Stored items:
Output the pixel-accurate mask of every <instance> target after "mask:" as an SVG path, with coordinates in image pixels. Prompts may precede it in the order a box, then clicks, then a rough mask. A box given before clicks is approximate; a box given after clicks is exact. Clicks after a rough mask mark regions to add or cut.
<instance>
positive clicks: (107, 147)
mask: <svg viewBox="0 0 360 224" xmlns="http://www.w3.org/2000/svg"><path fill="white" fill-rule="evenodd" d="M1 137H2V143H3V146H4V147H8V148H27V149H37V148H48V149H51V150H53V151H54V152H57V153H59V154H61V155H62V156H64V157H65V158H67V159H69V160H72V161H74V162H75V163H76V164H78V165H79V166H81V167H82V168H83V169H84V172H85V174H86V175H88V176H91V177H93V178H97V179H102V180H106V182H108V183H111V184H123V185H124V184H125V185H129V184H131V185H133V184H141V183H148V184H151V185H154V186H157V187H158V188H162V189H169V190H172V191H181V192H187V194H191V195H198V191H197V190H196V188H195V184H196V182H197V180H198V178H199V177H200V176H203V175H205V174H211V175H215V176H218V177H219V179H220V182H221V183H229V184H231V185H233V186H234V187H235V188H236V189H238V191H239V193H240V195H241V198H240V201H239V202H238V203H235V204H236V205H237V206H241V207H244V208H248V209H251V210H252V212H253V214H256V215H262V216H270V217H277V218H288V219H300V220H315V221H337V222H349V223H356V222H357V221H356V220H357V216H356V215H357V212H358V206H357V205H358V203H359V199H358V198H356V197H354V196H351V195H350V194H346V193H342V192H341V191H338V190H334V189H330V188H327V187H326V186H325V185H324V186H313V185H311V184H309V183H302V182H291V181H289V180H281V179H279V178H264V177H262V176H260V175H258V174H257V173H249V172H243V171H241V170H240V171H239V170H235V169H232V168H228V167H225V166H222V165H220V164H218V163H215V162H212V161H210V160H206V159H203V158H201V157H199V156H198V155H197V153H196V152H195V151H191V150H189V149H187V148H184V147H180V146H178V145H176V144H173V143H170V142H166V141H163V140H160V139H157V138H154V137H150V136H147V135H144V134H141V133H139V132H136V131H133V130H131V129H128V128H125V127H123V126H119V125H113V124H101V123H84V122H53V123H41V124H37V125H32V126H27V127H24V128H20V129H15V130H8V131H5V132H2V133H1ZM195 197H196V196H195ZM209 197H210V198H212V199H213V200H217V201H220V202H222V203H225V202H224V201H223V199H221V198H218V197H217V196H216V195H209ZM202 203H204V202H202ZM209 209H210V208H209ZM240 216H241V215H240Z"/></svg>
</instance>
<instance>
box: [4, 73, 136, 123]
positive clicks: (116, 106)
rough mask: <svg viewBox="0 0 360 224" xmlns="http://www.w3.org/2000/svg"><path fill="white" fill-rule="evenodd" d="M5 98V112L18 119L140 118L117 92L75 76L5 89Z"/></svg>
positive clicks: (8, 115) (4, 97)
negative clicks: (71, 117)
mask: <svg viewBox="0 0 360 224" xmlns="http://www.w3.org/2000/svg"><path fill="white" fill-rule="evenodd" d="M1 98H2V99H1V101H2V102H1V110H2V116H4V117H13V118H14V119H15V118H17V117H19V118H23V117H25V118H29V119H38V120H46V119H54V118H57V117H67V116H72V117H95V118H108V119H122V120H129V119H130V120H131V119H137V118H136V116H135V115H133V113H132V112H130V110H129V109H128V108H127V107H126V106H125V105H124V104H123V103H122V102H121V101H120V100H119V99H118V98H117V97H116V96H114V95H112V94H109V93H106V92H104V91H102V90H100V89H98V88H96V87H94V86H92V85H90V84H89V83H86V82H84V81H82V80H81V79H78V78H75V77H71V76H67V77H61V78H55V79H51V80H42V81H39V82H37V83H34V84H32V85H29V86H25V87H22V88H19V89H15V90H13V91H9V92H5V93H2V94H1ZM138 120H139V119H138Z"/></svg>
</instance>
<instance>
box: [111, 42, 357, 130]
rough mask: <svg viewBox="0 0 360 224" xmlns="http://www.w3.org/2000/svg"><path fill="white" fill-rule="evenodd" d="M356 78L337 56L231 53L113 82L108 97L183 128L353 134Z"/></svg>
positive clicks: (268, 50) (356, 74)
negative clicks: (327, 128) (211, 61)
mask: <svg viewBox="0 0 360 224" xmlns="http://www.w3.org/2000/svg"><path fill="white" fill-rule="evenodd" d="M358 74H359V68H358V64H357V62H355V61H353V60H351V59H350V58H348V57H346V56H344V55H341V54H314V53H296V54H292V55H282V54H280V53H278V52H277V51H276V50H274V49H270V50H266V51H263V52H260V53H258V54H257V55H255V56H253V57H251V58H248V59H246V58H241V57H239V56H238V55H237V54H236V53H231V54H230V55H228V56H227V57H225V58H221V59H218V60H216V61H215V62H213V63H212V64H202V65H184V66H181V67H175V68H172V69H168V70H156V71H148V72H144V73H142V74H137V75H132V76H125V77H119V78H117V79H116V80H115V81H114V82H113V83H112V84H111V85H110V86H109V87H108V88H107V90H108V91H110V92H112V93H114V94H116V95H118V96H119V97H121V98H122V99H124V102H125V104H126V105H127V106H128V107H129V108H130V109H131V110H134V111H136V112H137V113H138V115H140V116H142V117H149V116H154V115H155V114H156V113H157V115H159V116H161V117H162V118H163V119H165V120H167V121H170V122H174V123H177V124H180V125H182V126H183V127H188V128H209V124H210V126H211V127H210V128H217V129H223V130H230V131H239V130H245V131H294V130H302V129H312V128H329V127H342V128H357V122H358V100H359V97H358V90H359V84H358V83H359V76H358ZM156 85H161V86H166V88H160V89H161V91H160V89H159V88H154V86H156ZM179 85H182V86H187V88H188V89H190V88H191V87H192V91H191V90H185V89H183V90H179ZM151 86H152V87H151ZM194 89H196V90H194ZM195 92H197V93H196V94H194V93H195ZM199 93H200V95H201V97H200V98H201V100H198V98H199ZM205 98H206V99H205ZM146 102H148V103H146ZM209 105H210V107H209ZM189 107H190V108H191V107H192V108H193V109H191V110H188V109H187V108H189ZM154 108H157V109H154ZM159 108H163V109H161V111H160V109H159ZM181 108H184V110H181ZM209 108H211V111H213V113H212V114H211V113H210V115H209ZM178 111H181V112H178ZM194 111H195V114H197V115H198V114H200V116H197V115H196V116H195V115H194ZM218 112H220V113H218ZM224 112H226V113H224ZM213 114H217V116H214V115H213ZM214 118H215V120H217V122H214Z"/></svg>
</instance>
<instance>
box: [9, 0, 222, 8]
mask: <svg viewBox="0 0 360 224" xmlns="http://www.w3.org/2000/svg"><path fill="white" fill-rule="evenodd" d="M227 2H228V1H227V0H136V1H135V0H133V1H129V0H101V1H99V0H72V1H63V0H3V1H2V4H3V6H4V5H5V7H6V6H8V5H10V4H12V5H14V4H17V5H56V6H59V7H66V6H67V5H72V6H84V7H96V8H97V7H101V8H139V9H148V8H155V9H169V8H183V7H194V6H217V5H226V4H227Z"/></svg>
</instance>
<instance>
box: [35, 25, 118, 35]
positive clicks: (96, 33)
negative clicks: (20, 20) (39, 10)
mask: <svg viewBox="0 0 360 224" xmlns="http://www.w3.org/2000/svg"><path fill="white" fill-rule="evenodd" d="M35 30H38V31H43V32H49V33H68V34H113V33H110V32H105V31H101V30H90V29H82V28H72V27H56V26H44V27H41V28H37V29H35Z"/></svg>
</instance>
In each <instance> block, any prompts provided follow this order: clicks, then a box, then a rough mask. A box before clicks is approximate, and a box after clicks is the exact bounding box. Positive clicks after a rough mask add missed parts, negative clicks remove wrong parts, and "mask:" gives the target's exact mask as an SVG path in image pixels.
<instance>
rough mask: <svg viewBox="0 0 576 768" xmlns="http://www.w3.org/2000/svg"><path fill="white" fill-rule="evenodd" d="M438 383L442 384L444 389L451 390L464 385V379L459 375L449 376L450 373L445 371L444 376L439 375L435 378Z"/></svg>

Your goal: Output the items from their start through the line containing "positive clicks: (107, 147)" as a JSON list of strings, one string per line, with blank lines omitted.

Task answer:
[
  "Output the pixel-accurate mask of every <instance> target after \"mask:\" as an SVG path, with coordinates in image pixels. Prompts may precede it in the order a box, then clicks, then a rough mask. A box given before clicks is approximate; a box given after clicks is exact. Clicks after a rough mask mark regions to add or cut.",
  "<instance>",
  "positive clicks: (107, 147)"
]